Selamat Datang di Warta Blambangan

Pages

Home » » Ujian Zaman Sekarang Memang Beda

Ujian Zaman Sekarang Memang Beda


Apel pagi hari itu tak seperti biasanya, peserta apel yang biasanya cekikian nyaris membisu meski tak ada hantu. Saya yang biasanya dibarisan paling belakang, pagi itu nyaris paling depan. Meskipun panas menyengat, namun tetap terlihat semangat. Terlebih pemimpin apel dengan suara tegas membius nyali kami untuk bersuara. Dedaunan tak jadi berguguran, mungkin menghormati kami yang sedang berdiskusi dengan diri sendiri.

--- Materi yang Disediakan ---
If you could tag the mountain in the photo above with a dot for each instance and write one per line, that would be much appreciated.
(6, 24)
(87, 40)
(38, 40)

--- Latihan 1 ---
Menurut cuplikan tentang apel pagi, di barisan mana penulis biasanya berdiri?
--- Latihan 2 ---
Sebutkan semua pelaku dalam cuplikan tentang apel pagi yang digambarkan berbuat atau tidak berbuat sesuatu pada pagi itu.
--- Latihan 3 ---
Teruskan cerita tentang apel pagi itu setelah kalimat terakhirnya.

--- Jawaban 1 ---
Di barisan paling belakang.

--- Jawaban 2 ---
Peserta apel, penulis (saya), pemimpin apel, dan dedaunan.

--- Jawaban 3 ---
Saya sedang mengingat beberapa nama ujian yang diterapkan di sekolah, beberapa detik sebelum apel, seorang rekan menanyakan jadwal ujian. Maklumlah anaknya juga sedang mengikuti ujian ahir dimana rekan saya ini juga ingin mengetahui jadwal ujian yang saya sendiri juga lupa karena beberapa macam namanya. Tidak seperti zaman dullu dimana hanya mengenal ujian ahir tanpa ada sekat ujian standar nasional atau daerah. Bahkan ketika saya di pendidikan dasar, saya tidak melihat jadwal ujian yang akan saya ikuti. saya hanya masuk kelas dan mengerjakan kertas soal yang saya terima. Dan itu saya maklumi sendiri karena saya tidak lancar membaca tulisan saya sendiri. Terlebih saat itu dikelas kami diwajibkan menulis latin, sebuah tulisan yang harus digandeng.betapa jeleknya tulisan saya saat itu bahkan diri sendiripun malas untuk membacanya. Saya baru menulis dengan tulisan yang mudah dibaca ketika saya memasuki bangku Tsanawiyah, dimana saya sudah mulai mempunyai prinsip dan aliran tersendiri dalam hal tulis menulis.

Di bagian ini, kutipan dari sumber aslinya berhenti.